Do this – Pick out each line in the data below that contains the word "formation" and copy those lines unchanged. Case counts, so uppercase and lowercase letters must match.

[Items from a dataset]
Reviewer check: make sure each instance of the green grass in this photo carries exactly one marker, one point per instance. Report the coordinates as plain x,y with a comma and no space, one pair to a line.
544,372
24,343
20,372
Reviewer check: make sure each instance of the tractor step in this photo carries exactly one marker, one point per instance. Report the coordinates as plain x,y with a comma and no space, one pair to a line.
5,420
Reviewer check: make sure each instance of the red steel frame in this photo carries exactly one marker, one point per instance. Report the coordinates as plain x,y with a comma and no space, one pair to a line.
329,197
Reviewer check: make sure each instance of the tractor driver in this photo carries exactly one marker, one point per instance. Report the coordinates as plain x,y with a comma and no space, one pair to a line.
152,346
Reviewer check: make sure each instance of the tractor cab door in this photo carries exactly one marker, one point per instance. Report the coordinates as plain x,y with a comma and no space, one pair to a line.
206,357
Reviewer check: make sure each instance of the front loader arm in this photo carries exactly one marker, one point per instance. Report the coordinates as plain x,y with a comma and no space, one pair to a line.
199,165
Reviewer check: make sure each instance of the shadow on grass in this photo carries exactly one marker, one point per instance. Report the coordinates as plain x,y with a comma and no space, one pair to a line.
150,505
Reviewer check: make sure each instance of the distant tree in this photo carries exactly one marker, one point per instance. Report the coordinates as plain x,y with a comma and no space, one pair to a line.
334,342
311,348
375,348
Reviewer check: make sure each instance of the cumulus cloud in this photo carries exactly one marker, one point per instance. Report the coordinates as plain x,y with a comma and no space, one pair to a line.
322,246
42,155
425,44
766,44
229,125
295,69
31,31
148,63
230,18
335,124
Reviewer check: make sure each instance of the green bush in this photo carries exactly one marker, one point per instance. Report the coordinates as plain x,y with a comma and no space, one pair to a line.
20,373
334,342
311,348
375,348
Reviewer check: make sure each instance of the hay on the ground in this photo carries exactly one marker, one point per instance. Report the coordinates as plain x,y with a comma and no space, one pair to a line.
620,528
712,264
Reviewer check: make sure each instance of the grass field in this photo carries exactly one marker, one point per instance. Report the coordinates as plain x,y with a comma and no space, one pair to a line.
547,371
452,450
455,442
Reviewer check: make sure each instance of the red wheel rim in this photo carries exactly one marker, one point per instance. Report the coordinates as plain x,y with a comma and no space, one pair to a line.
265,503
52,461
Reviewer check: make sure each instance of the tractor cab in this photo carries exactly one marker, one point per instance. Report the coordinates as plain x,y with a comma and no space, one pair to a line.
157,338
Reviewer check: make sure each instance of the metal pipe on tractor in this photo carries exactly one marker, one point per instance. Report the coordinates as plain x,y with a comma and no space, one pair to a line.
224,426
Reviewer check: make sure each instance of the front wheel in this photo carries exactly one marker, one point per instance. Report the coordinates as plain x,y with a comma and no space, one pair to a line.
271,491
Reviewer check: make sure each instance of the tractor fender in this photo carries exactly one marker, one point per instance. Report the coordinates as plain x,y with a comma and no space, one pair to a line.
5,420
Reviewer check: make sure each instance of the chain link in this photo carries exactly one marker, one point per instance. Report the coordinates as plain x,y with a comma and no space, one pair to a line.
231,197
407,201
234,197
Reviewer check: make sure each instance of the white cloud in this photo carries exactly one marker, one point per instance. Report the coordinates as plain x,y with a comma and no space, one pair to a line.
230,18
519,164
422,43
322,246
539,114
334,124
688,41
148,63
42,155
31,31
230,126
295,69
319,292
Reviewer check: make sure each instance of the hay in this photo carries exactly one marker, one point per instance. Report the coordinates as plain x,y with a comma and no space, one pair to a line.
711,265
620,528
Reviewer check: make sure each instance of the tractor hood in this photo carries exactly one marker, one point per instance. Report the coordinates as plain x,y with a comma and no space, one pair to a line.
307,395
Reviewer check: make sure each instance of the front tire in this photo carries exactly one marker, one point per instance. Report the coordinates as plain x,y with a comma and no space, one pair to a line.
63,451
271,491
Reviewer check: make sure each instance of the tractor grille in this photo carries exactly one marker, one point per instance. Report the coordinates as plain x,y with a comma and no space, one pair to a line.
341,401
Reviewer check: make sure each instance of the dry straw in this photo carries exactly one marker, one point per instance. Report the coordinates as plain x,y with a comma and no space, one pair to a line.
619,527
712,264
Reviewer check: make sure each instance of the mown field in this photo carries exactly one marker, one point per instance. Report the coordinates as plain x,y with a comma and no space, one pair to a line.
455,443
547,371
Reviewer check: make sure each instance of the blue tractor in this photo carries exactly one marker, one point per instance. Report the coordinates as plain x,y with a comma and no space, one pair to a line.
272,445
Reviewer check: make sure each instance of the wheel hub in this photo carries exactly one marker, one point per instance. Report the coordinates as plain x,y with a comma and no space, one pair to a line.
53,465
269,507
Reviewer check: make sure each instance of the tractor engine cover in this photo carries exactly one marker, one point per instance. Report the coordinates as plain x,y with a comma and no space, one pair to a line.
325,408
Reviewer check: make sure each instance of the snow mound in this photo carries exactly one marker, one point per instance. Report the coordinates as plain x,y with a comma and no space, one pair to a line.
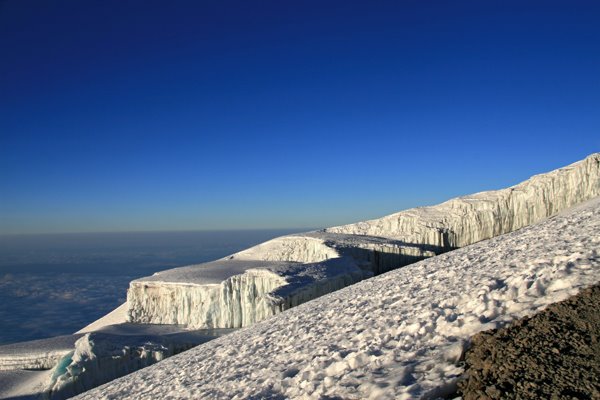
399,335
263,280
234,293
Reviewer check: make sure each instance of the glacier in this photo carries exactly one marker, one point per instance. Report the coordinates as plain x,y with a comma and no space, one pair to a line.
266,279
171,311
399,335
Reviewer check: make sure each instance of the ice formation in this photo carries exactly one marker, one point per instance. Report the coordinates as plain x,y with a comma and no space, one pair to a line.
101,357
36,354
399,335
251,285
234,293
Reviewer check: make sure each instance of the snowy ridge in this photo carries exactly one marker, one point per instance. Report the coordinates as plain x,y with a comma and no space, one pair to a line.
191,295
36,354
469,219
395,336
248,286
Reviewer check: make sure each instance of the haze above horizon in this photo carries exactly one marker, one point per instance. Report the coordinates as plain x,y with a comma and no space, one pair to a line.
192,115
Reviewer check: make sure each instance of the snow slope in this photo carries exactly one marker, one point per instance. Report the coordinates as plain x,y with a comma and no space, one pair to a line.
265,279
398,335
36,354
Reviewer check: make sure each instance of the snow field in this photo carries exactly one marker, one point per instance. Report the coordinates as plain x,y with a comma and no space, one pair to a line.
399,335
233,292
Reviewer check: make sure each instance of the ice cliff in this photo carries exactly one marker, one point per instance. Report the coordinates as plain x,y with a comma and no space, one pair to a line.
263,280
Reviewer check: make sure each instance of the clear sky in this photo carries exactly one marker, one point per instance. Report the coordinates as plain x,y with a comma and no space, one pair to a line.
173,115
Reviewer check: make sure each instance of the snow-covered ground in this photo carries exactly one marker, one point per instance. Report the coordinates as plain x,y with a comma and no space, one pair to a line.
258,282
63,366
397,335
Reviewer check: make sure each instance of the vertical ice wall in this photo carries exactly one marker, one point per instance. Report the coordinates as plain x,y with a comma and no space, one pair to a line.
238,301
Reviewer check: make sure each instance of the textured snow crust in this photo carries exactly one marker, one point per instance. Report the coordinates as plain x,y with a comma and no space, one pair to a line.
399,335
263,280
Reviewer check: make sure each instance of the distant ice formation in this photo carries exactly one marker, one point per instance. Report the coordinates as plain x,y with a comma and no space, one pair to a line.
399,335
268,278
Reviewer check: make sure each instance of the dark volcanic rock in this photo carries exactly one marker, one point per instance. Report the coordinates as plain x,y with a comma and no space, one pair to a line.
554,354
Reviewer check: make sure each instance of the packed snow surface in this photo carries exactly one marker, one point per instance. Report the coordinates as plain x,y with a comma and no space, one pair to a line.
266,279
399,335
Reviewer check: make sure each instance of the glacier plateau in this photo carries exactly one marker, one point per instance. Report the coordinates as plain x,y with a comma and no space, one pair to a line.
263,280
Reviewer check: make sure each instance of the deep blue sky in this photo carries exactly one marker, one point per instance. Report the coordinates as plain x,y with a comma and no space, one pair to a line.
160,115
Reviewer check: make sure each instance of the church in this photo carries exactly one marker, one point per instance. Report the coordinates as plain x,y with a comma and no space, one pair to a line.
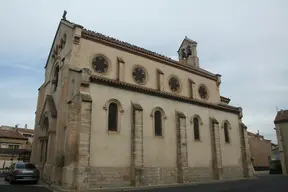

Answer to the task –
Reviewer check: make sure each instance of the ice formation in this photo carries exactly one marker, one point per instance. Report the coordinates as plain x,y with a comma and no space, one pair to a line.
Reviewer check: make sure each instance of the distant ice formation in this photo carries exactly one marker, one point per instance. Report the coordinates as plain x,y with a comma and no space, one pair to a line.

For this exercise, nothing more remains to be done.